===== PROVIDED MATERIAL

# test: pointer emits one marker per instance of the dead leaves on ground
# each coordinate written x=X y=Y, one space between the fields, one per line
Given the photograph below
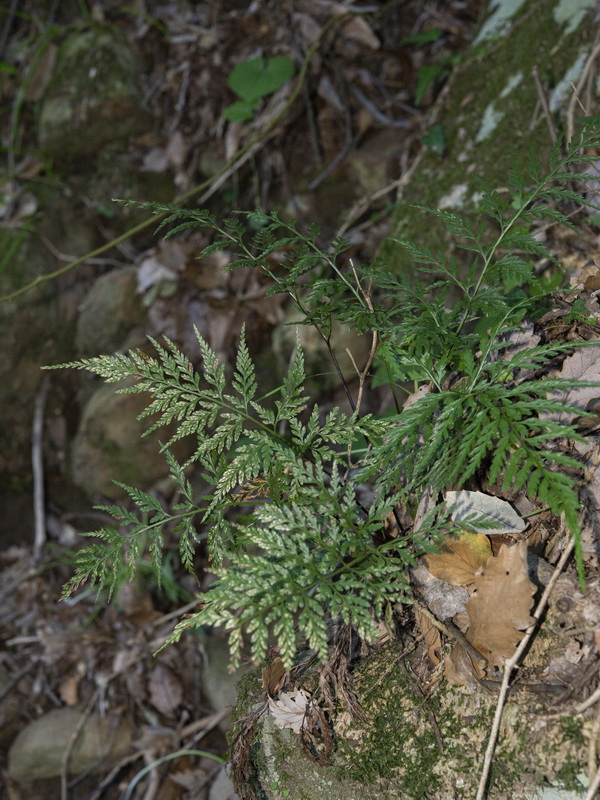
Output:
x=500 y=592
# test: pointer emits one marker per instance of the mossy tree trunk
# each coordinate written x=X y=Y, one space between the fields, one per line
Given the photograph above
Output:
x=511 y=96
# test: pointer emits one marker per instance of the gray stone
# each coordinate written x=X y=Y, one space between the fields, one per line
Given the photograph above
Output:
x=39 y=749
x=92 y=98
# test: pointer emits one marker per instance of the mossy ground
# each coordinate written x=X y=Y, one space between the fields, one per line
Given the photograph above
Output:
x=491 y=121
x=412 y=747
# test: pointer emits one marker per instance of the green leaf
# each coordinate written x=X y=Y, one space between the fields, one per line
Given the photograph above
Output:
x=259 y=77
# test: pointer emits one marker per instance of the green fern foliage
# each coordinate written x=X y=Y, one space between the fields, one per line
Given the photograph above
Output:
x=293 y=542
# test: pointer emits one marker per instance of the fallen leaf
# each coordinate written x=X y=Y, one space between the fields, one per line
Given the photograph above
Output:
x=491 y=515
x=462 y=556
x=68 y=690
x=165 y=690
x=290 y=710
x=583 y=366
x=273 y=675
x=500 y=603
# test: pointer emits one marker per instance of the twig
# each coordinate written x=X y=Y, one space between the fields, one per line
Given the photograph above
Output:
x=64 y=764
x=362 y=205
x=593 y=698
x=37 y=463
x=510 y=665
x=544 y=102
x=592 y=747
x=594 y=786
x=211 y=184
x=575 y=96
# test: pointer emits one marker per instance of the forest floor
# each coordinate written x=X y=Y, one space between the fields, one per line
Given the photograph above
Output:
x=334 y=157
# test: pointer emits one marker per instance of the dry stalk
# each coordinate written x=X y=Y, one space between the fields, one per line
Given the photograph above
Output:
x=512 y=663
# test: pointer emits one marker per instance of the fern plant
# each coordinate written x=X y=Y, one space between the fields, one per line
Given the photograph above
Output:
x=292 y=543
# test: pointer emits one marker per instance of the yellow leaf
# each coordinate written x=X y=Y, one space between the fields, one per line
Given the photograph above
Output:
x=461 y=558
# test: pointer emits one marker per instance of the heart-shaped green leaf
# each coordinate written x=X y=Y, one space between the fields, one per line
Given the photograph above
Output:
x=258 y=77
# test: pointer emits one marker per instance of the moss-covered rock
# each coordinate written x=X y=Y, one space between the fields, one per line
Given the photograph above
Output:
x=411 y=747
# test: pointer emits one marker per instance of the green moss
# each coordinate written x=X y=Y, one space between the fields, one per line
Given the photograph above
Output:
x=493 y=84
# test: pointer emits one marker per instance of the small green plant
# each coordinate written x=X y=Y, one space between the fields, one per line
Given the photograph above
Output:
x=293 y=541
x=252 y=80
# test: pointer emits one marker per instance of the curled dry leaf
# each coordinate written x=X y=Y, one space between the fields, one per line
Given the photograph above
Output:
x=500 y=604
x=583 y=366
x=431 y=636
x=460 y=558
x=498 y=611
x=493 y=515
x=290 y=710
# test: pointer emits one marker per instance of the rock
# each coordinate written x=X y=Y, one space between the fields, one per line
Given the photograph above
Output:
x=39 y=749
x=109 y=313
x=409 y=747
x=110 y=446
x=92 y=98
x=485 y=118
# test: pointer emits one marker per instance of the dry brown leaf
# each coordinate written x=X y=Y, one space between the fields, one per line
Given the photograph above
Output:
x=460 y=667
x=290 y=710
x=477 y=511
x=273 y=675
x=583 y=365
x=499 y=606
x=68 y=691
x=165 y=690
x=461 y=558
x=431 y=636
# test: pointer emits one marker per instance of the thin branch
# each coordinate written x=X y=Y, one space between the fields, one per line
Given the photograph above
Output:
x=211 y=185
x=37 y=464
x=544 y=101
x=510 y=665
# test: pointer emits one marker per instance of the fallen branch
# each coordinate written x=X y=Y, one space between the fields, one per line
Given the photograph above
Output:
x=210 y=186
x=512 y=663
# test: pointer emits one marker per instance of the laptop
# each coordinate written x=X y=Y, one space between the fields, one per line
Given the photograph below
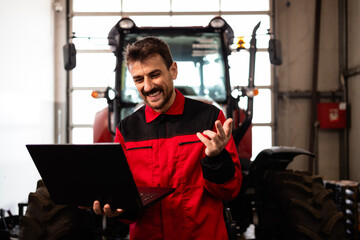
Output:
x=79 y=174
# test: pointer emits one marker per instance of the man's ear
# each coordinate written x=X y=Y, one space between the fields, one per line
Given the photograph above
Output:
x=173 y=70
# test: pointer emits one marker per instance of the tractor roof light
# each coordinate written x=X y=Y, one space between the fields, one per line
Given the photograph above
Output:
x=217 y=22
x=126 y=23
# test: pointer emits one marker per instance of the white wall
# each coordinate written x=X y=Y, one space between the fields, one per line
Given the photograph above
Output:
x=26 y=93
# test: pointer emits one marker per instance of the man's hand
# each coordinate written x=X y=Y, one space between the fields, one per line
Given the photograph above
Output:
x=215 y=142
x=106 y=211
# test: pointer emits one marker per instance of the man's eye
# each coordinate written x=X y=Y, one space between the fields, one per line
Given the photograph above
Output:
x=155 y=75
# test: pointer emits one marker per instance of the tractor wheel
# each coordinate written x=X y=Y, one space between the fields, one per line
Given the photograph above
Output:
x=295 y=205
x=46 y=220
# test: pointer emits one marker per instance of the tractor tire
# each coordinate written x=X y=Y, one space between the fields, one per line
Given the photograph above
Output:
x=46 y=220
x=295 y=205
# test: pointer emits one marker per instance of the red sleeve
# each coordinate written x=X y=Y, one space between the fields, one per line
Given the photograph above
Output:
x=229 y=189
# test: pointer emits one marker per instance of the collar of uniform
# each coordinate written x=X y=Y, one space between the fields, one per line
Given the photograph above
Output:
x=176 y=109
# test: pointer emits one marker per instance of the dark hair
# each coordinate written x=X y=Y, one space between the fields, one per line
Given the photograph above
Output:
x=146 y=47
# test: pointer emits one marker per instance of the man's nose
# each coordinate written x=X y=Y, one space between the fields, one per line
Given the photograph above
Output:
x=148 y=85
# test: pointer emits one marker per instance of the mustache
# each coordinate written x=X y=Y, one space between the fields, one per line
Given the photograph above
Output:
x=155 y=89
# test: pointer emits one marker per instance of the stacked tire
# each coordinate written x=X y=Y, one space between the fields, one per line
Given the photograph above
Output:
x=295 y=205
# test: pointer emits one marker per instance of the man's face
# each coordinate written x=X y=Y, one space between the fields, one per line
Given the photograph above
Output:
x=155 y=82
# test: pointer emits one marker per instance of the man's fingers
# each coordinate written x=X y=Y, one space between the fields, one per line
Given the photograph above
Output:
x=107 y=210
x=228 y=127
x=97 y=208
x=219 y=129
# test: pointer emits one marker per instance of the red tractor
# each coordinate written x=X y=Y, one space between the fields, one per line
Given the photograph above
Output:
x=282 y=204
x=279 y=204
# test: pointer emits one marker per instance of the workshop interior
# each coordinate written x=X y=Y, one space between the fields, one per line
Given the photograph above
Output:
x=286 y=71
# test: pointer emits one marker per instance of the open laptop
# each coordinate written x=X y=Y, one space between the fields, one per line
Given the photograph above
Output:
x=78 y=174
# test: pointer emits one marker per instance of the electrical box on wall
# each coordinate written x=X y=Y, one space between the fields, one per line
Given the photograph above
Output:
x=332 y=115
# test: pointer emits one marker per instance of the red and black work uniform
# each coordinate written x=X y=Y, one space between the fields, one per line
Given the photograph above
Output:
x=163 y=150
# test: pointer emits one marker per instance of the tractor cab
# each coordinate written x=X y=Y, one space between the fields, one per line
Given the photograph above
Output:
x=201 y=54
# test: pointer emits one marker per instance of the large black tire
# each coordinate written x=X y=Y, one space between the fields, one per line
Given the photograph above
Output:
x=295 y=205
x=46 y=220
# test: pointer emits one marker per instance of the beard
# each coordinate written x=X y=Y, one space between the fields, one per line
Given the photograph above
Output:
x=162 y=102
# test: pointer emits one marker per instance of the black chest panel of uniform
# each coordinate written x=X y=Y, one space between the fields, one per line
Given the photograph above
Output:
x=197 y=117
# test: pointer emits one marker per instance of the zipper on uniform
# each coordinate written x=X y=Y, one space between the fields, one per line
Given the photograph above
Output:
x=184 y=143
x=135 y=148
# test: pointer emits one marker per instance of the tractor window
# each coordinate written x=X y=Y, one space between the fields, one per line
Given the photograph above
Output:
x=200 y=66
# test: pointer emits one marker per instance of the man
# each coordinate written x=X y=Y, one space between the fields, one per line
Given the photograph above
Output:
x=177 y=142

==========

- [WHAT THE TASK ASKS] Copy exactly the line containing "# test: pointer emits one marker per instance of the open" and every line after it, ending with the last line of the records above.

- [OUTPUT FOR THIS TASK]
# test: pointer emits one marker per instance of the open laptop
# each coordinate written x=X y=Y, one space between the fields, one per line
Given the photograph above
Output:
x=78 y=174
# test: pointer emits one marker per instance of the electrical box on wall
# each coordinate written x=X y=Y, one space between the fields, one per line
Given the photograph above
Output:
x=332 y=115
# test: pointer emits one marker per instance of the red and black work uniform
# each coordinate written x=X y=Y, one space between the fields, one per line
Given the photograph above
Output:
x=163 y=150
# test: pointer emits one marker per instance of the tractor cab
# each coordinate written x=X y=Y, one space between the fields, one per line
Given the photograph above
Output:
x=201 y=54
# test: pointer emits one marker per instance of the large black tire
# each coordinate written x=X y=Y, one space between the fields, one per line
Given the photograph above
Output:
x=295 y=205
x=46 y=220
# test: pointer emits one marker per instance of the beard
# each coordinate written x=X y=Y, one space between the fields, one per line
Given the photograph above
Output:
x=162 y=102
# test: pointer emits one marker per instance of the black chest panel of uniform
# each coordinate written x=X y=Y, one space between the fields, one per line
Given the photograph above
Output:
x=197 y=117
# test: pointer emits one marker per instance of the zipper on uniform
# each coordinate written x=X y=Y, one space between the fields, one per line
Given the photograph above
Output:
x=184 y=143
x=135 y=148
# test: pointer emits one marker per instance of the tractor window
# each coordinate written x=X y=Y, one space between the fields, one per line
Given the photograph above
Output:
x=200 y=66
# test: pointer emits one marker per instance of the man
# each coordinate written x=X y=Y, one space between the fields, one per line
Given the photograph above
Output:
x=177 y=142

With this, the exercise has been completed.